◆ Problem statement ◆
Copy the following lines verbatim, from the line with "Identify one point on each instance of the bare" to the line with "(1026, 277)", both included.

◆ Labeled-object pointing rows ◆

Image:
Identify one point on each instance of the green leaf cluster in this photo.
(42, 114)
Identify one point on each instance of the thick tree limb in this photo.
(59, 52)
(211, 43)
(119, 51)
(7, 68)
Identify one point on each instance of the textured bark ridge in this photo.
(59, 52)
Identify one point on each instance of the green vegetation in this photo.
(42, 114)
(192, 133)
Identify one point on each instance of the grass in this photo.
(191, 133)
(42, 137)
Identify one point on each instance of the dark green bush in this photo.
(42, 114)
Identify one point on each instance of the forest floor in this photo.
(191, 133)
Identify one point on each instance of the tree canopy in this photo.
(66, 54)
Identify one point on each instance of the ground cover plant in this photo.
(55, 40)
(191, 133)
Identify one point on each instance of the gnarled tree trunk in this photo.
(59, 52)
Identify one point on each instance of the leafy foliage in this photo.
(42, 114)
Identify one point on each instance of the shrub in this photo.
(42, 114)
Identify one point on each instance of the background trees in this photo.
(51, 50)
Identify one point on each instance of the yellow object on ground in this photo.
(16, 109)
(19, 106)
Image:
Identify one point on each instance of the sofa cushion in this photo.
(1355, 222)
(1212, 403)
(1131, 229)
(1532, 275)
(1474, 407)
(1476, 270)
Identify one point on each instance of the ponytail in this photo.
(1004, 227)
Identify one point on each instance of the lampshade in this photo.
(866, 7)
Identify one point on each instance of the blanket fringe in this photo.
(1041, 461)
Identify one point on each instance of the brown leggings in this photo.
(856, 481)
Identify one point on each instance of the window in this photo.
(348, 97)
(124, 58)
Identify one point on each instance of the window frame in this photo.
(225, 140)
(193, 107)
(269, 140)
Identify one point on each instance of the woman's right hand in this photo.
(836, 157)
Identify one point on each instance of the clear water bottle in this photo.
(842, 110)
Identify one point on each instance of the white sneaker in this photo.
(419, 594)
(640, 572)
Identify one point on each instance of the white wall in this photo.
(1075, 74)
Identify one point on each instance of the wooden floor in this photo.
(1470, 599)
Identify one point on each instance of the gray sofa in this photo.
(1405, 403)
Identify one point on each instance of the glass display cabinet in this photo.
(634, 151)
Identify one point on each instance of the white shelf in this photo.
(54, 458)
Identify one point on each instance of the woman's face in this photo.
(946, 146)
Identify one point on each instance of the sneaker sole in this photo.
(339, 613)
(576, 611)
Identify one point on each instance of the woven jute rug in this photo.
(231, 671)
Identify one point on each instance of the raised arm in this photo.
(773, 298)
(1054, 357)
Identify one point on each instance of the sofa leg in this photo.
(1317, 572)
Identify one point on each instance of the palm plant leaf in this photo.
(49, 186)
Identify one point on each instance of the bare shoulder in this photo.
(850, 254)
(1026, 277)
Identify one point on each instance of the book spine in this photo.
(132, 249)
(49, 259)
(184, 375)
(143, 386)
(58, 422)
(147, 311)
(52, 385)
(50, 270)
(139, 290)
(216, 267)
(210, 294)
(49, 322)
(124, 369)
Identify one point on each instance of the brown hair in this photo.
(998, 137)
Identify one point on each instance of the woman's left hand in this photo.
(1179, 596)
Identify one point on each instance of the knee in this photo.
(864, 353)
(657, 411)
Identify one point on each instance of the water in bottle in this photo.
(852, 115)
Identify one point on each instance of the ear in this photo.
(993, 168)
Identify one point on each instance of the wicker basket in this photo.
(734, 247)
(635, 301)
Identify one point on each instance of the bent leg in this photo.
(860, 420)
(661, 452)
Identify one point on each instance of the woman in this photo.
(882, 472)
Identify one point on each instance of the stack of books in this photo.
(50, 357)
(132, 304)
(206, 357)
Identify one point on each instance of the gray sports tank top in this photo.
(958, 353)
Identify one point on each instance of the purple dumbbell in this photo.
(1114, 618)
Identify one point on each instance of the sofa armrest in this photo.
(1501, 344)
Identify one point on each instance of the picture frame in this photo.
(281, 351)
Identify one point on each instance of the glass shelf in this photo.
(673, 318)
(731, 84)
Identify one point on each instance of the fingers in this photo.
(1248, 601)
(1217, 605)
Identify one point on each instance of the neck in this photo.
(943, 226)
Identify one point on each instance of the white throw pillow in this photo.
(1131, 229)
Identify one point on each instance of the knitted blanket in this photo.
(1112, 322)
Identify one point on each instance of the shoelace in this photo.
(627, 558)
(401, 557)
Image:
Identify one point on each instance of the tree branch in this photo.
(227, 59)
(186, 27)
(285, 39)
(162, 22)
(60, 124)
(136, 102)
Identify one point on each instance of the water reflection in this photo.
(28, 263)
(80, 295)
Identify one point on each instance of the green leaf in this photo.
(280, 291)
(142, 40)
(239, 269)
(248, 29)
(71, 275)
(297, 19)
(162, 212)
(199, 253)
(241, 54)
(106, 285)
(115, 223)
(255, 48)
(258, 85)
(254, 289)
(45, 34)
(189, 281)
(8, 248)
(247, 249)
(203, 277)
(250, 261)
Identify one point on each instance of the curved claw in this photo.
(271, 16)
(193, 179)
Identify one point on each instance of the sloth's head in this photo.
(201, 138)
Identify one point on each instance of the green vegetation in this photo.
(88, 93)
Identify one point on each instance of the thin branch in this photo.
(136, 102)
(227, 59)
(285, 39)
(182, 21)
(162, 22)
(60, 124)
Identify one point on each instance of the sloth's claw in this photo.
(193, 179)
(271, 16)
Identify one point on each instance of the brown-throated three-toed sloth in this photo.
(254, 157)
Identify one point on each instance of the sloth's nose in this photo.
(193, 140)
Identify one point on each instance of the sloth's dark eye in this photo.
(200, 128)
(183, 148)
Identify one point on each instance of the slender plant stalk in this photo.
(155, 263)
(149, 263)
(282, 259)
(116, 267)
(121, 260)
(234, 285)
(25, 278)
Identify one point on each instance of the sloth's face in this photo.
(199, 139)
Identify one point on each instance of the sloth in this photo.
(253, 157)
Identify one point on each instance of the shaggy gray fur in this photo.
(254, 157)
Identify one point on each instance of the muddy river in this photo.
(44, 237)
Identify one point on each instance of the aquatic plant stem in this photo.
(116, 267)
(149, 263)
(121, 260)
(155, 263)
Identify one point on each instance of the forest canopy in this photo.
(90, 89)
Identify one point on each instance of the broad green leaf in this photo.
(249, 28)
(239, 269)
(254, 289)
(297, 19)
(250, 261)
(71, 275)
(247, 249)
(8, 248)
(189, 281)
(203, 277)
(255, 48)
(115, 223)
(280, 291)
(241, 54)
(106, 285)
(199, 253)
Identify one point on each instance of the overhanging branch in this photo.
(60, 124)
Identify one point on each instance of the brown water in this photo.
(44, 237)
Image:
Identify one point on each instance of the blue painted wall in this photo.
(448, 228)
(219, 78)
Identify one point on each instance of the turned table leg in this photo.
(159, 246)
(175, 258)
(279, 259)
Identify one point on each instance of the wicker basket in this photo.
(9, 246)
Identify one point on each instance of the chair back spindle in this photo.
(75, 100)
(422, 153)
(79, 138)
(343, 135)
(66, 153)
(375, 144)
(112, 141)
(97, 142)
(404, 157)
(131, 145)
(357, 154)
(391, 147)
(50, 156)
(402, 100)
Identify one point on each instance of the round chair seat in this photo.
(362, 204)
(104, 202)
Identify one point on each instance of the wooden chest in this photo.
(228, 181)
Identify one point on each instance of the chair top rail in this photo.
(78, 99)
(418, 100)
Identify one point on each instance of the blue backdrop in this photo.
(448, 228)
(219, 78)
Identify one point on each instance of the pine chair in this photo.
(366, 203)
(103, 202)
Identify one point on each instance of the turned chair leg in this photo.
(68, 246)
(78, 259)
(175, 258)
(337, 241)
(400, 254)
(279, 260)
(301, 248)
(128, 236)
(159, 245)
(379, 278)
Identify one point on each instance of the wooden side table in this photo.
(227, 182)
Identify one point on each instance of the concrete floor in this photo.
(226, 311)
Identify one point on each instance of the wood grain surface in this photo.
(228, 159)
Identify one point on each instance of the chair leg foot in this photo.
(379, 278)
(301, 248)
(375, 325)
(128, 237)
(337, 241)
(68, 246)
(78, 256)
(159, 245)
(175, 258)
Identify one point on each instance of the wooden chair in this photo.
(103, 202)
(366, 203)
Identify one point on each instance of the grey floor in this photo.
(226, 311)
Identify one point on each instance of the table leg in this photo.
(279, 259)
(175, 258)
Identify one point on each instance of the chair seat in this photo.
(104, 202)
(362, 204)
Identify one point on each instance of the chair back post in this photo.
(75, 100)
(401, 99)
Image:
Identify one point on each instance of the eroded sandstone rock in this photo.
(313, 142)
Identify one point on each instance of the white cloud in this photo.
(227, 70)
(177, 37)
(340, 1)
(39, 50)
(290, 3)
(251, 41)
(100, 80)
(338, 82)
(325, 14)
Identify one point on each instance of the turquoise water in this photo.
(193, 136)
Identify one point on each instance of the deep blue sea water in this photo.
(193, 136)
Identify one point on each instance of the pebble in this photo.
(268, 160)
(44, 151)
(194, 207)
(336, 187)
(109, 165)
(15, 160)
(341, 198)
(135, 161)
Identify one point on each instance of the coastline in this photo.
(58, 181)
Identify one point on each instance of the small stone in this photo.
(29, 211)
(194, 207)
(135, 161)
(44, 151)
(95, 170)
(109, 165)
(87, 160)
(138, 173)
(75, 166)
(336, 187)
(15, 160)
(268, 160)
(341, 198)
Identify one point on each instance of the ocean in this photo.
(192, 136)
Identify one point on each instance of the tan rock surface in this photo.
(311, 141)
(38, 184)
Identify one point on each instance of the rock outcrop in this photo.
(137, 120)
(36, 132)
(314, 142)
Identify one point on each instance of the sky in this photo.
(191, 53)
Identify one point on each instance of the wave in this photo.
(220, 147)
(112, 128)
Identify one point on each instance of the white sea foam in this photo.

◆ Output of the task ◆
Identify one point on each instance of the bare shoulder in this photo.
(850, 254)
(1026, 277)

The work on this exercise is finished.